# [PROMPT]
Reproduce exactly the lines from the one containing "e.g. [(13, 104)]" through the last line of the records below, both included. Leave out any pictures.
★ ★ ★
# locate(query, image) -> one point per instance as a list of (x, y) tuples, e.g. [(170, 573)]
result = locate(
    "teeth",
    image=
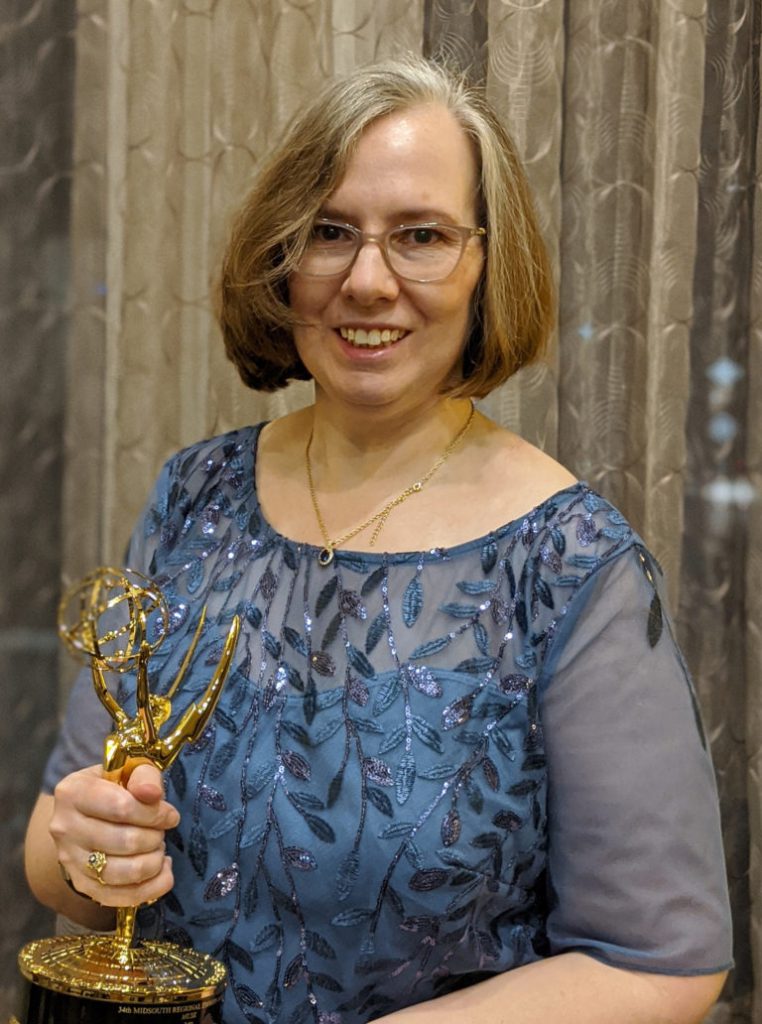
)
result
[(370, 339)]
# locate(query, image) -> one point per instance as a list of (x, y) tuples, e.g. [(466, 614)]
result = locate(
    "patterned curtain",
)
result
[(639, 123)]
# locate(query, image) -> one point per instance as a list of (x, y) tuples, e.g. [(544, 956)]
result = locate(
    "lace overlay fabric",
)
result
[(427, 767)]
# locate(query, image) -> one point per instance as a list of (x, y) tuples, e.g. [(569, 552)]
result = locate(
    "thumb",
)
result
[(145, 784)]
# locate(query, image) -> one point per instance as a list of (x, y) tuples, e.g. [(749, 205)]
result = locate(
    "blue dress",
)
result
[(426, 768)]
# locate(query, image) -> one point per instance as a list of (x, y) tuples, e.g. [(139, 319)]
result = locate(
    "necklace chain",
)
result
[(325, 556)]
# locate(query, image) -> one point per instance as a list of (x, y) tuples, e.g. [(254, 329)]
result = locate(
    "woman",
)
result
[(458, 767)]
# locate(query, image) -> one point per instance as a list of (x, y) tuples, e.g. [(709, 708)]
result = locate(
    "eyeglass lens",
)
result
[(423, 252)]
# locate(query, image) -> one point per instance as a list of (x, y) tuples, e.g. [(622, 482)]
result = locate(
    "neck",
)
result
[(380, 444)]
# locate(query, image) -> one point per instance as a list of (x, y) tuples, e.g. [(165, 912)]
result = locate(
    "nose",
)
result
[(370, 278)]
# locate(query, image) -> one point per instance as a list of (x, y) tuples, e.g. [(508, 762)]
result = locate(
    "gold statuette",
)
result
[(113, 979)]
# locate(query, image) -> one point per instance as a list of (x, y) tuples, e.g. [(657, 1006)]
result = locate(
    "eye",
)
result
[(423, 236), (326, 232)]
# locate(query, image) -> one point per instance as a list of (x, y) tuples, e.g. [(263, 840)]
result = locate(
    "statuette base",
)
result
[(99, 980)]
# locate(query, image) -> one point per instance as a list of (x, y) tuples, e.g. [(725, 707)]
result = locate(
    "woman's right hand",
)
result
[(127, 823)]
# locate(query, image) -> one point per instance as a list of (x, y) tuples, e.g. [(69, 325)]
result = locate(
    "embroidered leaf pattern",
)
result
[(412, 602), (356, 755)]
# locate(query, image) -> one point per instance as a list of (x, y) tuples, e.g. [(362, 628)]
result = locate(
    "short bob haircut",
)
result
[(513, 308)]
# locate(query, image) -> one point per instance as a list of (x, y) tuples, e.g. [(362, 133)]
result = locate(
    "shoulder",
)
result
[(517, 476), (224, 461)]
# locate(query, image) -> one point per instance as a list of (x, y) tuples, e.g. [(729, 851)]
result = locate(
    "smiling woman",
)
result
[(459, 763)]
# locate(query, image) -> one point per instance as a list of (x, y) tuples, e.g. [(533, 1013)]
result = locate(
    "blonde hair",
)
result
[(513, 307)]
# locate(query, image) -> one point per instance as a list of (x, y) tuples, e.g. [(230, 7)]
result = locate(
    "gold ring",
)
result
[(96, 862)]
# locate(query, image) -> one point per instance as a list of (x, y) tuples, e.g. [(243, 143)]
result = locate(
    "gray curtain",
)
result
[(639, 123)]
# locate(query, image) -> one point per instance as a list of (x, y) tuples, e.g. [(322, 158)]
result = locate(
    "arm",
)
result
[(635, 857), (575, 989), (87, 813)]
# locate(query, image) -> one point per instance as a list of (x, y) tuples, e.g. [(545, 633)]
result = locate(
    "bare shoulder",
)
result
[(521, 476), (281, 442)]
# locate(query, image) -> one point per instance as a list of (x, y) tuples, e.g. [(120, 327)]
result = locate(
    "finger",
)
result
[(117, 840), (131, 894), (121, 871), (145, 784), (108, 802)]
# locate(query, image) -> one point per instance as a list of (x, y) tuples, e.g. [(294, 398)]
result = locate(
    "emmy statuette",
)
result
[(114, 979)]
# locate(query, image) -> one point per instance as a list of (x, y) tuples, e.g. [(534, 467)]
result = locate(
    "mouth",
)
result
[(375, 338)]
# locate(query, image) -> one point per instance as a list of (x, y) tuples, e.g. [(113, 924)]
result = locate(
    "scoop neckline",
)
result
[(348, 555)]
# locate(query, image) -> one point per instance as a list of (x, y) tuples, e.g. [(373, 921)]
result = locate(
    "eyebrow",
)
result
[(408, 216)]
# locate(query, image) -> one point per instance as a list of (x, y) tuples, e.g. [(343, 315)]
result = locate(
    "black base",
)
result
[(43, 1006)]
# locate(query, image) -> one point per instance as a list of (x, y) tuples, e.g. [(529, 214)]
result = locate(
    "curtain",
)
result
[(639, 123)]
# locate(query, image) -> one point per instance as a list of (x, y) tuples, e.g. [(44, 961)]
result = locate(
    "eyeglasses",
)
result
[(423, 253)]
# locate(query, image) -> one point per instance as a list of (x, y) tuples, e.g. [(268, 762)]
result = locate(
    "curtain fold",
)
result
[(639, 126)]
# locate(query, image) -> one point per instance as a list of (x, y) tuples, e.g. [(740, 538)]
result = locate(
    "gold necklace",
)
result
[(325, 555)]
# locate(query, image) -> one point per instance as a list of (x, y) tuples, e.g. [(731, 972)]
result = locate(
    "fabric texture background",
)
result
[(639, 123)]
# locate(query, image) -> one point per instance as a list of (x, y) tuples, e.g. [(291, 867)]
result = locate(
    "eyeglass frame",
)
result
[(382, 241)]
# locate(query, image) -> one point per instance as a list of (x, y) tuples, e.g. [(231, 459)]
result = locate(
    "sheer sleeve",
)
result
[(635, 861), (80, 740)]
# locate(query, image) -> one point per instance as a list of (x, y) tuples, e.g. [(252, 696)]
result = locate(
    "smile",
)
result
[(372, 338)]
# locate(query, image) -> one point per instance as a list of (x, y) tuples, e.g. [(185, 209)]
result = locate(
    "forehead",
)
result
[(417, 160)]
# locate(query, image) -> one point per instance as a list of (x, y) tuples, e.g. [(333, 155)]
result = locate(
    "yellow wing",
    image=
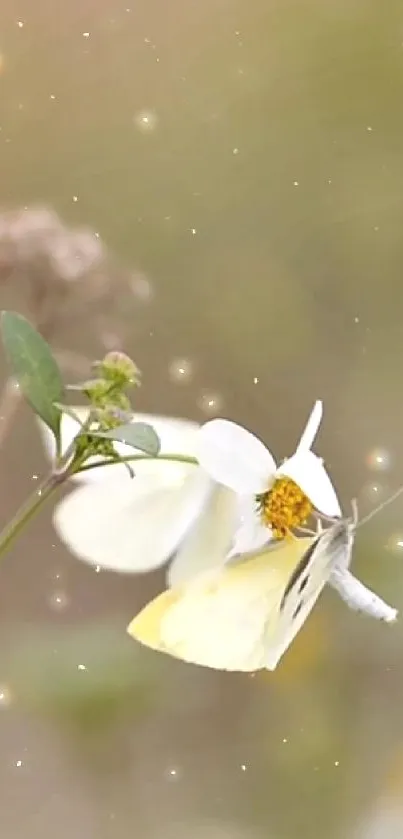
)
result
[(228, 618)]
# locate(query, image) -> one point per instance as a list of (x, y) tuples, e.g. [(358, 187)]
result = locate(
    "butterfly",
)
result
[(244, 615)]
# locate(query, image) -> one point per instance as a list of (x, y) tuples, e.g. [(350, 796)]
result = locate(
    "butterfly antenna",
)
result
[(381, 506)]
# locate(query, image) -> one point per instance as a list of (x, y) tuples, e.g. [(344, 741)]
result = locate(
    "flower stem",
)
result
[(27, 511), (177, 458)]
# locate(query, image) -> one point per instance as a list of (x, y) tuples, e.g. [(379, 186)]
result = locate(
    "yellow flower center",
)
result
[(284, 507)]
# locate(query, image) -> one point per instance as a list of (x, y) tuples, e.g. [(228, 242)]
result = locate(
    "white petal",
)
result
[(177, 437), (251, 534), (127, 524), (307, 470), (311, 428), (234, 457), (206, 544)]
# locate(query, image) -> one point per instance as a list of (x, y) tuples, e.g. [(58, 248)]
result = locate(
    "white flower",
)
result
[(272, 498), (133, 524)]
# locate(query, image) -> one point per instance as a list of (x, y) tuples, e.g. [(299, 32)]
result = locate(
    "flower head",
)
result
[(273, 499)]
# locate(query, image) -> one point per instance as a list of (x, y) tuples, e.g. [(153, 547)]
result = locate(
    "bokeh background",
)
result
[(216, 188)]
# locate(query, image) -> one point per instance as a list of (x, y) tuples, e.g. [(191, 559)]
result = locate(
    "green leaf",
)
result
[(34, 367), (139, 435), (66, 409)]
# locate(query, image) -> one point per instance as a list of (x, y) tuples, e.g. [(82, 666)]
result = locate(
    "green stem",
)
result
[(45, 489), (177, 458), (27, 511)]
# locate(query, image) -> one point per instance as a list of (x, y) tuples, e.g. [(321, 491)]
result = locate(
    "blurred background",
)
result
[(217, 189)]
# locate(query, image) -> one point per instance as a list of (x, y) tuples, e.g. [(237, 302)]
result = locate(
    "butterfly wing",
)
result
[(226, 619), (305, 585)]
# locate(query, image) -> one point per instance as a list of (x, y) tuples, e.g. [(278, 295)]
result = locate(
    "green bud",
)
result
[(119, 369)]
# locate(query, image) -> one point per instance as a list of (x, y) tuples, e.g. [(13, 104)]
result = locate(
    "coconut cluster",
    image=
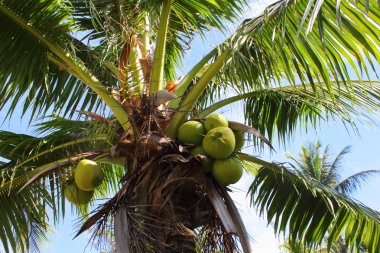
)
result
[(87, 177), (217, 144)]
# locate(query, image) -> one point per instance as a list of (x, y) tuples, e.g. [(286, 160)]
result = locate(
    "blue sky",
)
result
[(364, 155)]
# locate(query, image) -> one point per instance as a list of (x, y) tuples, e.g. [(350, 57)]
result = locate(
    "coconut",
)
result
[(227, 171), (219, 143), (206, 161), (215, 120), (191, 132), (88, 175), (239, 140), (76, 195)]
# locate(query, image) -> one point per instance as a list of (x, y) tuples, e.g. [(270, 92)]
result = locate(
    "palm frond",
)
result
[(352, 183), (309, 210), (279, 110), (32, 72), (29, 157), (277, 45)]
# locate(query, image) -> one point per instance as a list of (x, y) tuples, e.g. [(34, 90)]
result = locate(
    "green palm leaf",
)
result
[(280, 110), (30, 156), (276, 46), (308, 209)]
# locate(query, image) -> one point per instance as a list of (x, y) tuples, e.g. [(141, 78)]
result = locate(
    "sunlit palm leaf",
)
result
[(30, 155), (30, 72), (352, 183), (308, 209), (280, 110), (277, 46)]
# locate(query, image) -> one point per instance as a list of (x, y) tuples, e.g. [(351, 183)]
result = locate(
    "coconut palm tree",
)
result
[(315, 164), (115, 63)]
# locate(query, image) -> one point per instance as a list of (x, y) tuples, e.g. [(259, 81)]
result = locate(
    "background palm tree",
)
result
[(316, 164), (110, 61)]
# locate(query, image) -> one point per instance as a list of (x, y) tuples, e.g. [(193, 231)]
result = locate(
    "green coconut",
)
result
[(239, 140), (205, 162), (76, 195), (227, 171), (215, 120), (88, 175), (219, 143), (191, 132)]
★ ★ ★
# [REPLY TO THE TASK]
# locate(query, image) -> one point per instance as a list of (x, y) tuples, e.g. [(13, 104)]
result = locate(
    "coconut cluster",
    image=
)
result
[(87, 177), (217, 144)]
# locate(query, image) -> one point per instance as a list of (x, y) tuples, e.g. [(286, 160)]
result = locate(
    "blue sky",
)
result
[(364, 155)]
# locate(query, image) -> one point per instance as a list of (x, y) tuples, e.g. [(350, 57)]
result = locate(
    "coconut",
)
result
[(227, 171), (219, 143), (206, 161), (215, 120), (191, 132), (88, 175), (239, 140), (76, 195)]
# locate(query, image) -> one point per instance as a list of (x, y) tuples, e.g. [(270, 92)]
result = locate(
    "palm frond",
)
result
[(352, 183), (309, 210), (279, 110), (32, 72), (29, 157), (277, 45)]
# locate(query, image) -> one point per instance as a list of (x, y) tuples, e.g. [(34, 90)]
result = locate(
    "green palm leaf",
)
result
[(280, 110), (30, 156), (276, 46), (308, 209)]
# locate(query, image) -> one point per instance as a list of (x, y) tuples, e.g. [(141, 78)]
result = locate(
    "sunlit palm leaf",
)
result
[(30, 155), (30, 72), (352, 183), (308, 209), (280, 110), (277, 46)]
# locate(query, image) -> one point per instance as a list of (x, y) tuples, e.g. [(351, 183)]
result = locate(
    "coconut palm tree",
)
result
[(315, 164), (115, 63)]
# locate(query, image) -> one point per instance as a list of (x, y) tuples, e.g. [(259, 81)]
result = locate(
    "background palm tree",
)
result
[(316, 164), (110, 61)]
# locate(query, image) -> one point per instance as a list of (x, y) tuples, e.g. [(193, 231)]
result = locate(
    "green coconut",
)
result
[(239, 140), (205, 162), (76, 195), (227, 171), (215, 120), (88, 175), (219, 143), (191, 132)]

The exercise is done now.